*Exercise requirements*: Copy each record exactly, word for word.
*** Opening Given records ***
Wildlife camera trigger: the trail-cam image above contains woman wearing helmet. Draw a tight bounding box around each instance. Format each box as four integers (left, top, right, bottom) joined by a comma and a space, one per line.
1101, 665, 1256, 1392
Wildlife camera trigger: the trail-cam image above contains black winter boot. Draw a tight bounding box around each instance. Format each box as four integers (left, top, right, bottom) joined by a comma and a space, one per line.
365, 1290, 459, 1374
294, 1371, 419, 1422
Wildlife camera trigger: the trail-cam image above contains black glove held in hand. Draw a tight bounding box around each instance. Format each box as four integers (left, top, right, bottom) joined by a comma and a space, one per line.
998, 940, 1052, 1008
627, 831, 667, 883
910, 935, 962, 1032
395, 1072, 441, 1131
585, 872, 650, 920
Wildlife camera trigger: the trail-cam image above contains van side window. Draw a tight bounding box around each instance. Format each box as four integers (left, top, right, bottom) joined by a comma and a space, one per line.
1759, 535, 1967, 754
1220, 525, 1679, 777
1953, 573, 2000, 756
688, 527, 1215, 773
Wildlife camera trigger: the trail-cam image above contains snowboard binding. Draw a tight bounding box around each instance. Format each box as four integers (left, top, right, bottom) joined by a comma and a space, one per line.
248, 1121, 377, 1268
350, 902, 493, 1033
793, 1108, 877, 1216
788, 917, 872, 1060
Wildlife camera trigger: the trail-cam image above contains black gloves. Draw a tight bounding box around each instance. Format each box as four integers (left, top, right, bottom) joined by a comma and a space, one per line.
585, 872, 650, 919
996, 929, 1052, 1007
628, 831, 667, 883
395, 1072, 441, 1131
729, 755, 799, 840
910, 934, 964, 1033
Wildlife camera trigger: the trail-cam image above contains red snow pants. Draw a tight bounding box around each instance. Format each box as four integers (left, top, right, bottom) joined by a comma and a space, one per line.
*** Closing Given records ***
*Exercise result*:
Wildlife camera trigger: the trail-cam image above contains woman wearing helmet. Draw a tight bounding box around each instance. Format each box as four integers (left, top, right, bottom) joined by a comma and a space, one per line.
1101, 665, 1256, 1392
Wildlife camera trigger: the trail-cam image above contains black winter boot. Draw a tight bounding box around each instance. Format each box as four integers (left, top, right, bottom) joined by a comma and a space, one per line.
365, 1290, 459, 1374
294, 1371, 419, 1422
Wildlife camera trigger: the trail-cam image above contains black glove held in hand. Draw a tight bounding box around each instance. Format each box as four integers (left, top, right, bottom) joined by a comma and a space, one per line.
998, 940, 1052, 1008
627, 831, 667, 883
910, 935, 962, 1032
395, 1072, 441, 1131
585, 872, 650, 920
Wildlife camera trigger: the trail-cam image above contains van side window. Draw a tight bounding box around each instance. Format each box as four integers (left, top, right, bottom) joined by a comma and a space, one per line.
1759, 535, 1967, 754
1220, 525, 1679, 777
1953, 573, 2000, 756
688, 527, 1215, 773
Wildlife camera trigger: the trail-cam image above contains snowboard binding. Draw a tight bounding box around each instance. Format each box as four integers (left, top, right, bottom) joined by a comma and a space, one per line.
248, 1121, 377, 1268
350, 902, 493, 1033
793, 1108, 877, 1216
788, 917, 872, 1060
Wildlife camera trigger: the trail-cam image above contains black gloves. Draw a tight bounding box around each instance. Format each box as four integers (left, top, right, bottom) joined by a comma and a space, one per line.
585, 872, 650, 919
996, 929, 1052, 1007
628, 831, 667, 883
395, 1072, 441, 1131
729, 755, 799, 840
910, 934, 964, 1033
Wildlife camera trigger: the trail-cam image above contains red snow pants. Draw a tight bounding box around each instance. Format each box as four integers (left, top, right, bottom) joined by a comma and a space, one per line.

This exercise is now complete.